====== TEXT SHOWN ======
Following her bold step and throughout last summer, Leef’s image was a permanent fixture in our newspapers, on our TV screens and of course on Facebook, as she and her friends utilized the social networking platform to garner vast support.

As the summer ended, she vowed to keep the protest alive and bring the multitude of social problems highlighted by the protests to the forefront of the national agenda.

Keeping good on her promises, less than a year later Leef has established a social justice movement; but the problem now is how to sustain it financially.

Ever creative, the young woman – who drew hundreds of thousands of protesters onto the streets last year – has turned to another online networking platform in a bid to “crowdfund” her ongoing quest for social justice.

Posting her call for funds on the website “Give2gether,” Leef raised nearly NIS 50,000 in less than three weeks – and most of the 250 donors gave less than NIS 200 each. A fund-raising model perfect for the people’s protest.

While Leef’s fund-raising campaign is focused on Israel, the overall concept of crowdfunding looks set to kick off big time in the near future in the Jewish world too.

Since the onset of the global economic crisis nearly four years ago, Jewish philanthropy has been struggling. Those hit hardest by the economic downturn were the key givers or “sugar daddies” of the Jewish community, and the tightening of their purse strings has meant hard times for almost the entire third sector in Israel and the Jewish world in general.

“The crowdfunding model came about around the same time the global economic crisis hit in 2008,” comments Naomi Leight, co-founder of Jewcer.com, an online platform specifically for Jewish and Israel-focused projects that was launched earlier this year.

She continues: “It was originally seen as a way for artists, musicians and small indie filmmakers to raise money for their projects from their loyal fans and now, in 2012, it is being translating into the Jewish space.”

Leight says this concept places less emphasis on the traditional big Jewish donors and is “more about reaching the young people who want to contribute a little and participate a lot with their time and their ideas.”
======
**WRITTEN REQUEST:** From the crowdfunding article, extract the passage between "Following her bold" and "garner vast support.", inclusive. The listing after this point is separate material, unrelated to the crowdfunding article.
====== DATA LINES ======
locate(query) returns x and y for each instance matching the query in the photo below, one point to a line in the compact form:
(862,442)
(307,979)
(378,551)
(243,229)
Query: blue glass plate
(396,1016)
======
**TASK ANSWER:**
Following her bold step and throughout last summer, Leef’s image was a permanent fixture in our newspapers, on our TV screens and of course on Facebook, as she and her friends utilized the social networking platform to garner vast support.